Jobs
• A. Answer these questions from the podcast transcript:
(i) In what city and state is Dustin Heiner based?
(ii) How much money did he start with at age 27?
(iii) What book did he read at age 25?
• B. Reproduce part of the podcast transcript word for word: everything from "Joe Fairless: Okay, that" down to "I think 28.".

Document section
──────────────────────────────
Joe Fairless: Best Ever listeners, how are you doing? Welcome to the best real estate investing advice ever show. I’m Joe Fairless, and this is the world’s longest-running daily real estate investing podcast. We only talk about the best advice ever, we don’t get into any of that fluffy stuff.

With us today, Dustin Heiner. How are you doing, Dustin?

Dustin Heiner: I am great, Joe. How are you?

Joe Fairless: I am doing well, and welcome. Looking forward to our conversation. A little bit about Dustin – he is the host of the Master Passive Income Podcast. He’s an active real estate investor who quit his job at 37 thanks to his rental property investing. Based in Peoria, Arizona. With that being said, Dustin, do you wanna give the Best Ever listeners a little bit more about your background and your current focus?

Dustin Heiner: Sure. When I was 25 years old I realized that I was working an hour and getting paid for that hour, basically earning money… And I thought there has to be something better. So I read a really good book, Rich Dad, Poor Dad, which probably most people have heard of…

Joe Fairless: Never heard of that one.

Dustin Heiner: [laughs] Yeah, exactly… So I learned about passive income and I realized, “Man, I’m not a singer. I can’t play the guitar, I can’t do anything creative, so I’ve gotta figure out another way.” I started looking into other businesses, so I started a retail shop; an actual business. I sold that a couple years later. I had a skateboard manufacturing business, I had a graphic design company… I had so many other businesses, and then I started a business doing real estate rental properties. What was super-awesome was that the best thing that made me the most money and made me work the least was real estate. So I got rid of every other business and I continue with real estate. So I started buying property after property. When I was 27 years old I made a decision that when I’m 37 – so ten years from now – I’m gonna quit my job, no matter what. And I’m so excited that after 9 years of investing I finally quit my job, and when I was 37 years old I was completely successfully unemployed, and I continued to build my business.

Now I teach people how to invest in real estate and rental properties. I don’t do flipping, I don’t do wholesaling; it’s solely real estate rental properties.

Joe Fairless: Okay, that makes sense, and quite the entrepreneurial background, with the different businesses – retail shops, skateboard manufacturing, graphic design, and rental properties… How many rental properties did you have at age 37?

Dustin Heiner: I wanna say it was 29… I think 28.

Joe Fairless: Wow! Quite a portfolio. Were they all single-family homes?

Dustin Heiner: Single-family homes, and the majority of them did not have a mortgage on them. I was able to buy them and sacrifice, and not go on vacation and just buy more. My wife is really risk-averse, so I had to prove to her that the business worked. A big thing was to not get too much leverage. I used leverage, but at the same time I used savings. I started with $17,000 when I was 27 years old when I first started, and in the end I was able to pay off all the mortgages. Now I think I have 35 or 36 properties. I buy and sell… Just a little while ago I bought three single-family homes and a duplex from an investor. It  was a great deal; seller financing on top of it as well, so it worked out really well.

Joe Fairless: How did you accelerate the paydown of a lot of those 29 properties when you were 37 years old?

Dustin Heiner: The fantastic thing is passive income just keeps rolling in. I can’t stop it from coming in… It just keeps coming in. So the more properties I buy–

Joe Fairless: Have you tried to stop it?
──────────────────────────────
Data extract
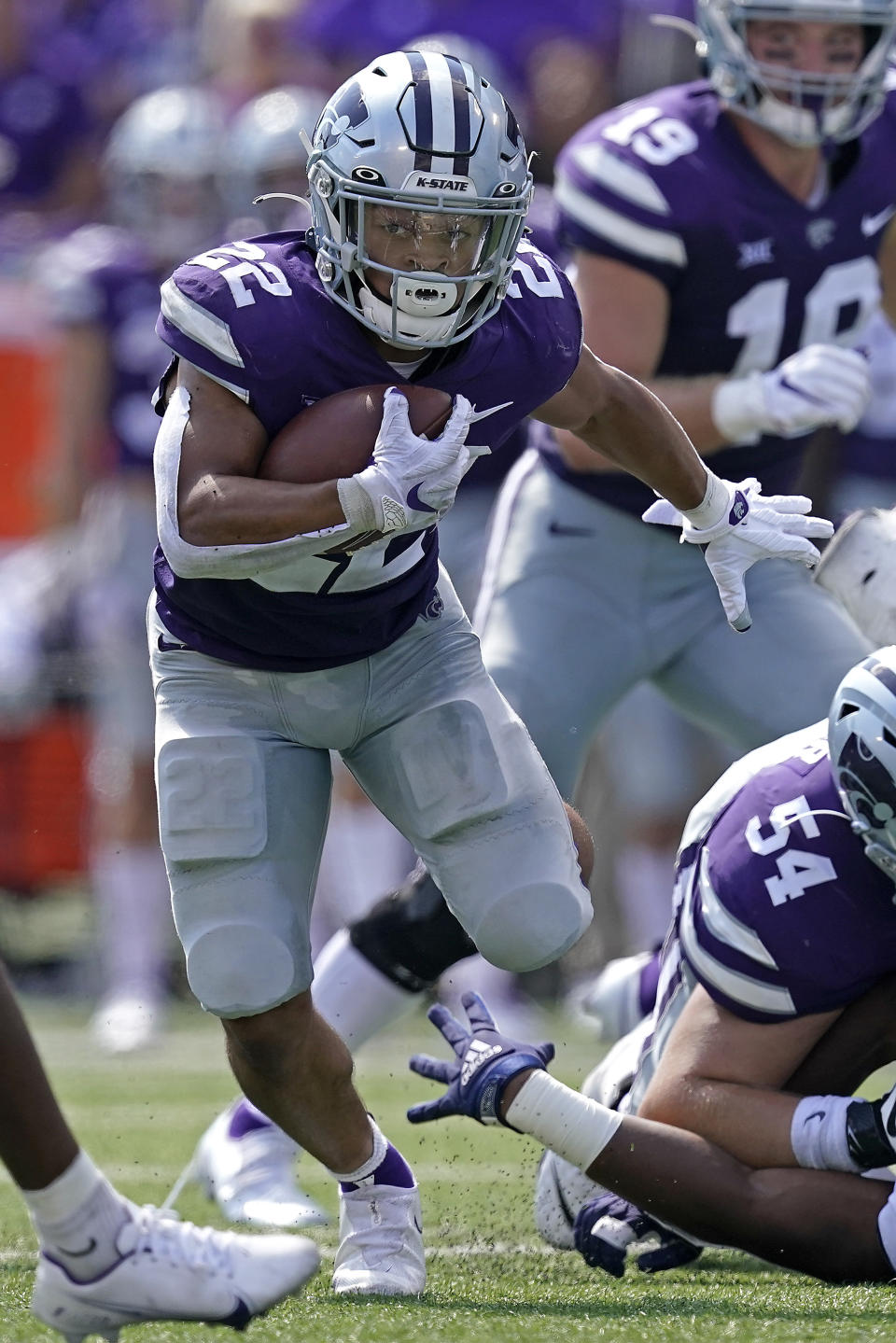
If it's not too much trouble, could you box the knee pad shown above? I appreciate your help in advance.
──────────────────────────────
Solutions to the tasks
• A.
(i) Peoria, Arizona
(ii) $17,000
(iii) Rich Dad, Poor Dad

• B.
Joe Fairless: Okay, that makes sense, and quite the entrepreneurial background, with the different businesses – retail shops, skateboard manufacturing, graphic design, and rental properties… How many rental properties did you have at age 37?

Dustin Heiner: I wanna say it was 29… I think 28.